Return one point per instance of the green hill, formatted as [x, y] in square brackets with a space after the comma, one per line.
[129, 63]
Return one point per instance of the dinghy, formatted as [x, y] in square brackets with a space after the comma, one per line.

------------------------------------------------

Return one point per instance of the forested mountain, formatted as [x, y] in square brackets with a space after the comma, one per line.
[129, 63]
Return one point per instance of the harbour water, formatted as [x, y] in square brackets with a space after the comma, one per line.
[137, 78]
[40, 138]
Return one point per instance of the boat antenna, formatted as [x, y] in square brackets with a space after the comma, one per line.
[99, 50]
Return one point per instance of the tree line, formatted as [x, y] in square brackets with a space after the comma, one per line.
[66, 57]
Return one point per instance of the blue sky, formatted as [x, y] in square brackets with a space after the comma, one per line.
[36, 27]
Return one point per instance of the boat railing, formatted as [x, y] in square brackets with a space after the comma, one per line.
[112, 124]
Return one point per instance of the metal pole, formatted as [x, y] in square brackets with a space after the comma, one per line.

------------------------------------------------

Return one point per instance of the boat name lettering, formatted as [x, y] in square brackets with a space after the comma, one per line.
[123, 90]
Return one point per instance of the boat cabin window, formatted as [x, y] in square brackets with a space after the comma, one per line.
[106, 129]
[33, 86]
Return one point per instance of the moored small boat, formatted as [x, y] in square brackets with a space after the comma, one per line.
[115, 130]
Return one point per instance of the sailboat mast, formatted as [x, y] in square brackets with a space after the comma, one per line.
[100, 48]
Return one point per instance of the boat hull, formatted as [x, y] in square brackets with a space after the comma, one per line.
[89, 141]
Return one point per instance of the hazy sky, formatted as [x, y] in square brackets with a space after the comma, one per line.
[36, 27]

------------------------------------------------

Copy out every row verbatim, from the line containing "Return one point per instance of the tree" down to the line containing "Return one point per instance of the metal", both of those lines included.

Return one point per instance of the tree line, formatted as [x, y] in square brackets with a space after the comma, one per line.
[66, 57]
Return one point per instance of the blue sky, formatted as [x, y] in square brackets with a space after the comma, one per line.
[36, 27]
Return one point per instance of the boat railing, formatted as [x, y] in square brackets with a space after the comma, one per line.
[112, 124]
Return one point per instance of the metal pole, formatted as [x, y] in square brackets with a space after the comma, one per line.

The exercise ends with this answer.